(begin)
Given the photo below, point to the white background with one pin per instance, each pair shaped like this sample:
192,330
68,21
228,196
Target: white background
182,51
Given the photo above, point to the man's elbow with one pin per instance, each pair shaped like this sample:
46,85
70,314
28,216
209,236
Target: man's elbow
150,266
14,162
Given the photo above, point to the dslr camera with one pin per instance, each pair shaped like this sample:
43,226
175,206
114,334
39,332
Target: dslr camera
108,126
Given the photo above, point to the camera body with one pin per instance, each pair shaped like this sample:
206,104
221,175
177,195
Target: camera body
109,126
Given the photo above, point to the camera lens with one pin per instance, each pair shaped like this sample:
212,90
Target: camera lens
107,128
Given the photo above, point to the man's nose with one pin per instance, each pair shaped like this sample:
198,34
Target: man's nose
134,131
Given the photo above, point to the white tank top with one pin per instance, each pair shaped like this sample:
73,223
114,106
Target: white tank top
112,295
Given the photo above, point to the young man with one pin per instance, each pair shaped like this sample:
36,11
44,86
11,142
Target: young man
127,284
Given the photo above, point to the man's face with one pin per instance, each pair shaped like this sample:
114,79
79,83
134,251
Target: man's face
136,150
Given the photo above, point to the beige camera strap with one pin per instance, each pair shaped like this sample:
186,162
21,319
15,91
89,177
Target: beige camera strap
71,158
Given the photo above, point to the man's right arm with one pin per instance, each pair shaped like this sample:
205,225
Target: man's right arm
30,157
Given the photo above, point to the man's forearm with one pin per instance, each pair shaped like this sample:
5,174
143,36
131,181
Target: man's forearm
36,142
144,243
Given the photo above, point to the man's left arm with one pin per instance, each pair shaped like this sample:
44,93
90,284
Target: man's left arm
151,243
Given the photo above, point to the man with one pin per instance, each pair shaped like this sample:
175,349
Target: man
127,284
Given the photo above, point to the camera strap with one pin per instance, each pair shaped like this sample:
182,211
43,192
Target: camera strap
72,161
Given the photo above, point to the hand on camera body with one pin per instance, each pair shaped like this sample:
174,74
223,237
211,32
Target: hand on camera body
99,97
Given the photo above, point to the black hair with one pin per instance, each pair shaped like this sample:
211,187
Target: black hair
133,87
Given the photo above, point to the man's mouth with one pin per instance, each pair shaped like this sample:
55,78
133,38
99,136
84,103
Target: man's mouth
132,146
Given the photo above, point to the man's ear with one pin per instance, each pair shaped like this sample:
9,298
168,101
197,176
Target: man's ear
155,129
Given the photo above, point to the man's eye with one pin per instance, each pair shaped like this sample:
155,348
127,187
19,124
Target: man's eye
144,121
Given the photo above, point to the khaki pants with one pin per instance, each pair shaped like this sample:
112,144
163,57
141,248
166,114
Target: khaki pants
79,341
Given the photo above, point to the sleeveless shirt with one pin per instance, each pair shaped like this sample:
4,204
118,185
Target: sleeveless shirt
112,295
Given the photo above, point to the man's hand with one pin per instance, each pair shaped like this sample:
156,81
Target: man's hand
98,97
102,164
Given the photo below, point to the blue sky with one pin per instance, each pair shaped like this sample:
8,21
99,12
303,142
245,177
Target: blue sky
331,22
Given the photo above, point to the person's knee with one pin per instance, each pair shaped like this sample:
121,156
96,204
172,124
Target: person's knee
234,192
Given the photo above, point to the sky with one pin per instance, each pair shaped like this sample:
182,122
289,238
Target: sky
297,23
(end)
Render the listing above as a Markdown table with a Row column holding the row number and a Line column holding each line, omitting any blank lines.

Reply to the exercise →
| Row | Line |
|---|---|
| 1 | Given the photo below, point to the white background with one pin per instance, each pair shaped like this sample: |
| 2 | 192,330 |
| 3 | 68,21 |
| 4 | 228,196 |
| 5 | Target: white background |
| 6 | 182,51 |
| 7 | Given the photo above, point to the man's elbow with one pin per instance, each pair shaped like this sample: |
| 8 | 46,85 |
| 9 | 70,314 |
| 10 | 28,216 |
| 11 | 209,236 |
| 12 | Target: man's elbow |
| 13 | 150,266 |
| 14 | 14,162 |
| 15 | Given the photo above, point to the dslr camera with one pin per instance, each pair shaped like this sample: |
| 16 | 43,226 |
| 17 | 175,206 |
| 18 | 114,334 |
| 19 | 39,332 |
| 20 | Target: dslr camera |
| 21 | 108,126 |
| 22 | Given the photo above, point to the camera body with one pin per instance, each pair shaped like this sample: |
| 23 | 206,104 |
| 24 | 221,175 |
| 25 | 177,195 |
| 26 | Target: camera body |
| 27 | 109,126 |
| 28 | Given the photo above, point to the camera lens with one pin per instance, each pair shaped like this sample: |
| 29 | 212,90 |
| 30 | Target: camera lens |
| 31 | 107,128 |
| 32 | Given the photo above, point to the man's nose with one pin per instance, each pair shaped like this sample: |
| 33 | 198,34 |
| 34 | Target: man's nose |
| 35 | 134,131 |
| 36 | Given the photo above, point to the white tank top with one pin per instance, each pair shaped like this sample: |
| 37 | 73,223 |
| 38 | 114,106 |
| 39 | Target: white tank top |
| 40 | 112,295 |
| 41 | Given the photo above, point to the young man with one pin per instance, each pair shaped like this sample: |
| 42 | 36,11 |
| 43 | 44,86 |
| 44 | 11,142 |
| 45 | Target: young man |
| 46 | 127,284 |
| 47 | Given the photo above, point to the man's face with one pin per instance, each pair shaped like this sample: |
| 48 | 114,79 |
| 49 | 79,83 |
| 50 | 134,251 |
| 51 | Target: man's face |
| 52 | 136,150 |
| 53 | Given the photo above, point to the beige camera strap with one pin per instance, each pair shaped like this sample: |
| 54 | 186,162 |
| 55 | 21,319 |
| 56 | 15,91 |
| 57 | 89,177 |
| 58 | Target: beige camera strap |
| 59 | 71,158 |
| 60 | Given the photo above, point to the man's right arm with one pin per instance, each pair shaped like this sample: |
| 61 | 205,225 |
| 62 | Target: man's right arm |
| 63 | 30,157 |
| 64 | Given the photo above, point to the man's forearm with one pin per instance, each pair shaped like this sample: |
| 65 | 5,174 |
| 66 | 143,36 |
| 67 | 131,181 |
| 68 | Target: man's forearm |
| 69 | 36,142 |
| 70 | 144,243 |
| 71 | Given the photo above, point to the man's left arm with one pin per instance, each pair shaped like this sample: |
| 72 | 44,93 |
| 73 | 90,284 |
| 74 | Target: man's left arm |
| 75 | 151,243 |
| 76 | Given the photo above, point to the man with one pin per instance, each pair shaped like this sample: |
| 77 | 175,349 |
| 78 | Target: man |
| 79 | 127,284 |
| 80 | Given the photo above, point to the camera strap with one pin per instance, each pair shaped like this sample: |
| 81 | 182,211 |
| 82 | 43,192 |
| 83 | Target: camera strap |
| 84 | 72,161 |
| 85 | Given the photo above, point to the hand on camera body with one pin per instance, each pair shaped like this sample: |
| 86 | 174,74 |
| 87 | 223,237 |
| 88 | 211,32 |
| 89 | Target: hand on camera body |
| 90 | 99,97 |
| 91 | Given the photo above, point to the black hair with one pin per instance, each pair shaped like this sample: |
| 92 | 211,187 |
| 93 | Target: black hair |
| 94 | 133,87 |
| 95 | Given the photo above, point to the man's mouth with one pin per instance, each pair shaped like this sample: |
| 96 | 55,78 |
| 97 | 133,38 |
| 98 | 99,136 |
| 99 | 84,103 |
| 100 | Target: man's mouth |
| 101 | 132,146 |
| 102 | Given the photo above, point to the man's ear with one pin per instance, each pair shaped like this sample: |
| 103 | 9,298 |
| 104 | 168,101 |
| 105 | 197,176 |
| 106 | Target: man's ear |
| 107 | 155,129 |
| 108 | Given the photo above, point to the man's eye with one pin per instance, each pair shaped like this sample: |
| 109 | 155,348 |
| 110 | 127,187 |
| 111 | 19,124 |
| 112 | Target: man's eye |
| 113 | 144,121 |
| 114 | Given the photo above, point to the khaki pants with one pin per instance, each pair shaped like this sample: |
| 115 | 112,144 |
| 116 | 163,57 |
| 117 | 141,248 |
| 118 | 166,114 |
| 119 | Target: khaki pants |
| 120 | 79,341 |
| 121 | Given the photo above, point to the sleeveless shirt with one pin per instance, each pair shaped like this sample: |
| 122 | 4,204 |
| 123 | 118,185 |
| 124 | Target: sleeveless shirt |
| 125 | 112,295 |
| 126 | Given the photo above, point to the man's hand with one pin per instance, each pair shaped like this sample: |
| 127 | 156,81 |
| 128 | Target: man's hand |
| 129 | 98,97 |
| 130 | 102,164 |
| 131 | Given the photo below, point to the blue sky with one pin per instance, each pair shaped like this sample: |
| 132 | 8,21 |
| 133 | 99,12 |
| 134 | 303,142 |
| 135 | 245,177 |
| 136 | Target: blue sky |
| 137 | 331,22 |
| 138 | Given the photo above, point to the person's knee with one pin per instance, each pair shaped like this sample: |
| 139 | 121,156 |
| 140 | 96,204 |
| 141 | 172,124 |
| 142 | Target: person's knee |
| 143 | 234,192 |
| 144 | Given the photo above, point to the sky with one pin per instance, each pair shaped like this sample: |
| 145 | 182,122 |
| 146 | 289,238 |
| 147 | Target: sky |
| 148 | 297,23 |